* Begin *
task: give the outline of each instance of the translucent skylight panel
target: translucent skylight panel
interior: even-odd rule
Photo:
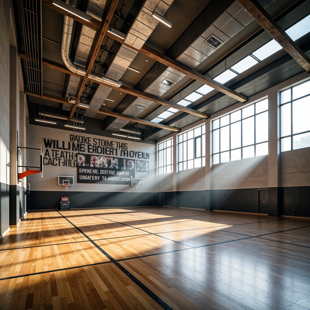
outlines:
[[[173,113],[176,113],[177,112],[178,112],[179,111],[177,109],[175,109],[174,108],[169,108],[167,110]]]
[[[221,73],[216,78],[213,79],[214,81],[216,81],[221,84],[224,84],[228,82],[232,78],[236,77],[238,74],[233,72],[231,70],[228,69],[226,71],[224,71],[223,73]]]
[[[171,116],[172,115],[173,115],[174,114],[171,112],[169,112],[169,111],[166,111],[164,112],[163,112],[162,113],[161,113],[158,117],[160,117],[161,118],[163,118],[164,119],[165,118],[166,118],[167,117]]]
[[[282,48],[282,47],[277,42],[272,39],[256,50],[252,53],[252,55],[259,60],[263,60],[280,51]]]
[[[186,99],[187,100],[189,100],[191,101],[192,102],[198,100],[199,98],[203,96],[203,95],[201,94],[198,94],[198,93],[195,92],[194,91],[191,94],[190,94],[188,96],[187,96],[184,99]]]
[[[310,30],[310,15],[306,16],[298,23],[293,25],[285,32],[293,41],[296,41],[307,34]]]
[[[202,94],[204,95],[206,95],[210,91],[212,91],[214,90],[214,88],[209,86],[208,85],[204,85],[200,87],[196,91],[198,91],[198,93]]]
[[[190,104],[192,103],[187,100],[184,100],[182,99],[182,100],[179,101],[178,102],[177,102],[177,104],[179,104],[180,105],[183,105],[184,107],[187,107],[188,104]]]
[[[239,73],[242,73],[258,63],[257,60],[249,55],[231,68]]]
[[[159,122],[163,120],[162,118],[160,118],[158,117],[156,117],[155,118],[153,118],[153,119],[151,120],[151,121],[153,122],[154,123],[159,123]]]

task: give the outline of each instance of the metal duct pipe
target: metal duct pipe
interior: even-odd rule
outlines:
[[[74,0],[66,0],[66,3],[75,7],[76,4]],[[70,42],[72,36],[74,20],[70,17],[64,16],[63,20],[62,33],[60,46],[60,54],[61,59],[65,66],[68,70],[75,73],[85,75],[86,70],[85,68],[76,64],[70,58]],[[91,72],[88,78],[99,82],[105,83],[116,87],[119,87],[123,83],[119,81],[106,78],[101,74]]]
[[[40,116],[43,117],[46,116],[46,117],[51,117],[53,118],[57,118],[58,119],[63,119],[64,121],[69,121],[69,118],[64,115],[61,115],[60,114],[55,114],[54,113],[51,113],[50,112],[42,112],[42,111],[39,111],[39,115]],[[76,118],[75,117],[72,117],[71,119],[71,121],[76,122],[77,123],[79,123],[80,124],[84,124],[84,120],[82,118]]]
[[[135,130],[134,129],[131,129],[130,128],[126,129],[124,128],[121,128],[119,130],[120,131],[123,131],[124,132],[128,132],[129,133],[134,134],[135,135],[141,135],[141,132],[139,130]]]

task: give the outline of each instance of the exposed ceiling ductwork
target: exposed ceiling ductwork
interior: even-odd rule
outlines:
[[[57,118],[57,119],[62,119],[64,121],[69,121],[69,117],[67,116],[61,115],[61,114],[56,114],[52,113],[51,112],[46,112],[45,111],[39,111],[38,112],[39,115],[43,117],[50,117],[52,118]],[[84,124],[84,120],[82,118],[78,118],[76,117],[72,117],[71,121],[80,124]]]
[[[75,7],[75,2],[74,0],[66,0],[66,3]],[[85,68],[76,64],[70,57],[70,42],[71,42],[74,22],[74,20],[72,18],[65,15],[64,16],[60,49],[60,55],[64,64],[69,70],[75,73],[85,75],[86,71]],[[94,72],[91,72],[89,77],[92,79],[103,82],[117,87],[119,87],[122,85],[122,83],[119,81],[115,81],[102,75],[96,74]]]

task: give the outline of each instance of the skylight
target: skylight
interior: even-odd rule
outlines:
[[[188,100],[189,101],[191,101],[192,102],[193,102],[203,96],[203,95],[201,94],[198,94],[198,93],[195,92],[194,91],[191,94],[190,94],[188,96],[187,96],[184,99]]]
[[[179,111],[179,110],[178,110],[177,109],[175,109],[174,108],[169,108],[167,110],[169,111],[170,112],[171,112],[173,113],[175,113],[177,112],[178,112]]]
[[[263,60],[280,51],[282,48],[282,47],[277,42],[272,39],[256,50],[252,53],[252,55],[259,60]]]
[[[224,84],[232,78],[236,77],[238,74],[233,72],[229,69],[226,71],[224,71],[223,73],[221,73],[219,75],[218,75],[216,78],[213,79],[214,81],[216,81],[221,84]]]
[[[249,55],[237,62],[231,68],[238,73],[242,73],[258,63],[258,62],[256,60]]]
[[[177,104],[179,104],[180,105],[183,105],[184,107],[187,107],[188,104],[190,104],[192,103],[190,101],[188,101],[187,100],[184,100],[182,99],[178,102],[177,102]]]
[[[157,117],[160,117],[161,118],[163,118],[164,119],[165,118],[166,118],[167,117],[171,116],[174,114],[172,112],[170,112],[167,110],[164,112],[163,112],[162,113],[161,113],[160,114],[158,115]]]
[[[298,23],[285,31],[293,41],[296,41],[309,32],[310,25],[310,15],[306,16]]]
[[[201,94],[202,94],[203,95],[206,95],[214,90],[214,89],[210,86],[209,86],[207,85],[203,85],[201,87],[200,87],[198,89],[196,90],[196,91]]]
[[[164,119],[163,118],[160,118],[159,117],[156,117],[155,118],[153,118],[153,119],[151,120],[151,121],[153,122],[154,123],[159,123],[160,122],[163,120]]]

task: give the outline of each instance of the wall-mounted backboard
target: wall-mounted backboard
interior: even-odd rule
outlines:
[[[73,176],[65,176],[64,175],[58,175],[58,185],[63,186],[66,183],[69,186],[74,185],[74,177]]]

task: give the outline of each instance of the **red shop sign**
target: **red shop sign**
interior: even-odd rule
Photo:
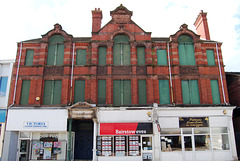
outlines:
[[[152,123],[100,123],[100,135],[153,134]]]

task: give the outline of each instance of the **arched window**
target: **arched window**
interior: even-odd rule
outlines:
[[[180,65],[196,65],[193,40],[187,35],[178,37],[178,53]]]
[[[130,44],[126,35],[114,38],[113,65],[130,65]]]
[[[48,44],[47,65],[63,65],[64,37],[54,35]]]

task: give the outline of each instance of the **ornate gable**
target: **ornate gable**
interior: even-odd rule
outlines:
[[[65,41],[71,41],[73,38],[73,36],[64,31],[62,26],[58,23],[54,25],[54,29],[48,31],[45,35],[42,35],[42,40],[47,42],[53,35],[62,35]]]
[[[129,11],[122,4],[115,10],[110,12],[112,16],[112,22],[117,24],[126,24],[131,21],[132,11]]]

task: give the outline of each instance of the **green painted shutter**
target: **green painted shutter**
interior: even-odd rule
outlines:
[[[98,48],[98,65],[106,65],[107,48]]]
[[[76,57],[76,65],[86,65],[87,51],[85,49],[78,49]]]
[[[121,44],[113,46],[113,65],[121,65]]]
[[[220,104],[221,100],[220,100],[218,80],[211,80],[211,90],[212,90],[213,104]]]
[[[63,65],[63,59],[64,59],[64,45],[57,44],[56,65]]]
[[[56,45],[48,45],[47,65],[54,65]]]
[[[189,81],[182,80],[182,97],[183,97],[183,104],[191,104],[190,100],[190,88],[189,88]]]
[[[123,105],[131,104],[131,80],[123,80]]]
[[[207,50],[206,53],[207,53],[208,65],[215,65],[213,50]]]
[[[180,65],[187,65],[185,45],[183,43],[178,44],[178,53]]]
[[[123,65],[130,65],[131,64],[131,52],[130,52],[130,45],[123,44]]]
[[[106,104],[106,80],[98,80],[98,104]]]
[[[191,104],[200,104],[198,80],[190,80]]]
[[[25,57],[26,66],[33,65],[33,56],[34,56],[34,50],[27,50],[26,57]]]
[[[159,80],[160,104],[170,104],[169,81]]]
[[[55,80],[54,81],[54,88],[53,88],[53,105],[60,105],[61,104],[61,93],[62,93],[62,81]]]
[[[137,47],[138,65],[145,65],[145,47]]]
[[[147,104],[146,80],[138,80],[138,100],[140,105]]]
[[[196,65],[193,44],[185,44],[187,65]]]
[[[85,101],[85,80],[75,80],[74,103]]]
[[[29,92],[30,92],[30,80],[22,81],[22,91],[20,98],[20,105],[28,105]]]
[[[51,80],[45,80],[44,83],[44,92],[43,92],[43,104],[44,105],[51,105],[51,98],[52,98],[52,82]]]
[[[157,50],[157,63],[158,65],[167,65],[166,50]]]
[[[113,80],[113,105],[121,105],[121,80]]]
* End *
Aim: Write out the data again from the line that contains "task: give the outline of each instance of the wall-mounted" through the line that contains "[[[152,123],[100,123],[100,135],[153,134]]]", both ends included, keeping the requests and leaving out the pictures. Scale every coordinate in the outlines by 0.65 and round each to a whole number, with halves rounded up.

Result:
task: give the outline of each instance of the wall-mounted backboard
target: wall-mounted backboard
interior: even-odd rule
outlines:
[[[47,114],[42,114],[42,114],[38,114],[38,120],[41,121],[43,119],[45,121],[48,120],[48,115]]]

task: give the outline of each instance of the **red shop sign**
target: **red shop sign**
interior: even-odd rule
Photo:
outlines:
[[[99,80],[65,80],[65,88],[99,87]]]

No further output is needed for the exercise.